____ Document text

That joke reflects the sort of negative attitude that existed in Moscow. Another example is the play that was put on in 1982. It was called "Tak Pobedim" ("Thus Shall We Win") and centers on Lenin’s last days. Originally it was thought to be a good play for the Twenty-sixth Party Congress. The playwright, Mikhail Shatrov, thought it would be fascinating to write because Lenin’s last days reflected a man who was losing his power - a similarity to Leonid Brezhnev. Lenin clearly saw, by the way, that Stalin was an evil influence on the Communist Party of the Soviet Union. He had been rude to Lenin’s wife, Krupskaya, and Lenin had written, in what has been known as his testament, words to the effect that after my death, Stalin should not be allowed to become the general secretary. He is too rude, he doesn’t know how to handle the comrades properly; he doesn’t take account of all the different points of view.

It was very difficult to get this play on the stage. Plays, as well as books, go through a type of censorship before they are shown to the public. In this particular case, a report on the play was sent to the Marxism-Leninism Institute, and the report came back that this play should not be shown under any circumstances. The objections were that Lenin was shown as a dying man, mortal, and about to disappear - all negative aspects. In the play, Lenin says of one of his colleagues, "And Martov is also dying." Behind the scenes there was great objection to this phrase, because it emphasized Lenin’s mortality.

Finally, Mikhail Suslov, then the number-two man in the Politburo and the ideological czar, got wind of the play and canceled it. Only after Suslov’s death did a movement arise to get the play back on stage. And, here again, a new struggle began. Could you put on this play at a time when a leader like Leonid Brezhnev was actually dying? Brezhnev’s aides came to see the play, then other important party figures saw it, and finally they agreed that the play could go on. Apparently the play was permitted for two reasons: First, it showed Lenin as a more human person, as a real individual, not as God - as he is often looked upon in ordinary Soviet propaganda. Lenin was presented as an individual who had to face different points of view from his colleagues and who had to make decisions by persuading. Second, like Brezhnev, Lenin was leaving the political scene. In those days of 1982, many rumors were circulating that Brezhnev could not really govern anymore. So for the whole Politburo to show up at the play, along with Brezhnev, was a provocative, oblique way of telling the world that Brezhnev had not left the political scene, that he was there and governing.

________

#### Objective 1:
According to the passage about the Lenin play, who canceled the production after learning of it?

____ Dataset excerpts

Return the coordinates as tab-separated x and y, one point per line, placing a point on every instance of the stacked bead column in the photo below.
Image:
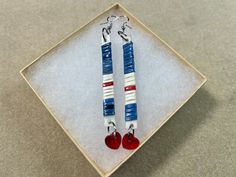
108	85
129	86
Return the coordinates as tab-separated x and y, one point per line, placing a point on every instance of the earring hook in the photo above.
110	20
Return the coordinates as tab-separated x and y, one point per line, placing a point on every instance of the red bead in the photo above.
130	87
113	141
130	142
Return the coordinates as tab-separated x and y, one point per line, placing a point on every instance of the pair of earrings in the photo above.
113	140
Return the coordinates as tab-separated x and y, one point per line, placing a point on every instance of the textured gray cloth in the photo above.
199	140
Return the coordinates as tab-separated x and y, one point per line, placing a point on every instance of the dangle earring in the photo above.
113	140
129	141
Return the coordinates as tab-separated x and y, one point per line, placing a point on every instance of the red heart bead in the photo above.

________

#### Objective 2:
Write out the records word for word, from the line containing "red bead in the photo above." through the final line of the records, including both of those lines.

#### Right answer 1:
Mikhail Suslov

#### Right answer 2:
Return the coordinates as tab-separated x and y, one point per line, placing a point on every instance of the red bead in the photo above.
130	87
113	141
130	142
Return the coordinates as tab-separated x and y, one point per line, placing a point on every instance of the pair of earrings in the photo above.
113	140
Return the coordinates as tab-separated x and y, one point per line, placing a point on every instance of the textured gray cloth in the photo above.
199	140
Return the coordinates as tab-separated x and y, one point per line, placing a point on every instance of the dangle earring in the photo above.
113	140
129	141
Return the coordinates as tab-separated x and y, one point per line, placing a point on every instance of the red heart bead in the photo above.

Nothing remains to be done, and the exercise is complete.